#### ARTICLE
** Start **
39

I have a folder called notes, naturally they will be categorized into folders, and within those folders there will also be sub-folders for sub categories. Now my problem is I have a function that walks through 3 levels of sub directories:

def obtainFiles(path):
      list_of_files = {}
      for element in os.listdir(path):
          # if the element is an html file then..
          if element[-5:] == ".html":
              list_of_files[element] = path + "/" + element
          else: # element is a folder therefore a category
              category = os.path.join(path, element)
              # go through the category dir
              for element_2 in os.listdir(category):
                  dir_level_2 = os.path.join(path,element + "/" + element_2)
** End **
#### GIVEN DATA
** Start **
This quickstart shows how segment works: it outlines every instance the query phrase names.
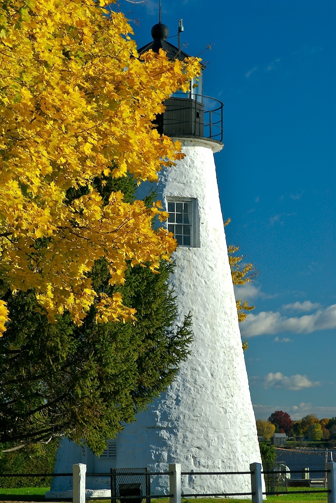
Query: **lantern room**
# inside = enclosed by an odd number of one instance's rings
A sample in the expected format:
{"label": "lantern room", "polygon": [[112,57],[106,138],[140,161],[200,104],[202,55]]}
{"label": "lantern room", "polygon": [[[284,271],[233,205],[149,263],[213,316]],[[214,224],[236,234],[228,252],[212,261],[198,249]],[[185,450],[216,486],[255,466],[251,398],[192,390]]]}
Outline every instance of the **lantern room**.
** End **
#### THE TASKS
1 - In the post about walking the notes folder, how many levels of subdirectories does the function walk through?
2 - Carry on the post about walking the notes folder, starting after its final line.

#### SOLVED PROBLEMS
1 - Three levels.

2 -
                  if element_2[-5:] == ".html":
                      print "- found file: " + element_2
                      # add the file to the list of files
                      list_of_files[element_2] = dir_level_2
                  elif os.path.isdir(element_2):
                      subcategory = dir_level_2
                      # go through the subcategory dir
                      for element_3 in os.listdir(subcategory):
                          subcategory_path = subcategory + "/" + element_3
                        if subcategory_path[-5:] == ".html":
                            print "- found file: " + element_3
                            list_of_files[element_3] = subcategory_path
                        else:
                            for element_4 in os.listdir(subcategory_path):
                                 print "- found file:" + element_4

Note that this is still very much a work in progress. Its very ugly in my eyes... What I am trying to achieve here is to go through all the folders and sub folders down and put all the file names in a dictionary called "list_of_files", the name as "key", and the full path as "value". The function doesn't quite work just yet, but was wondering how would one use the os.walk function to do a similar thing?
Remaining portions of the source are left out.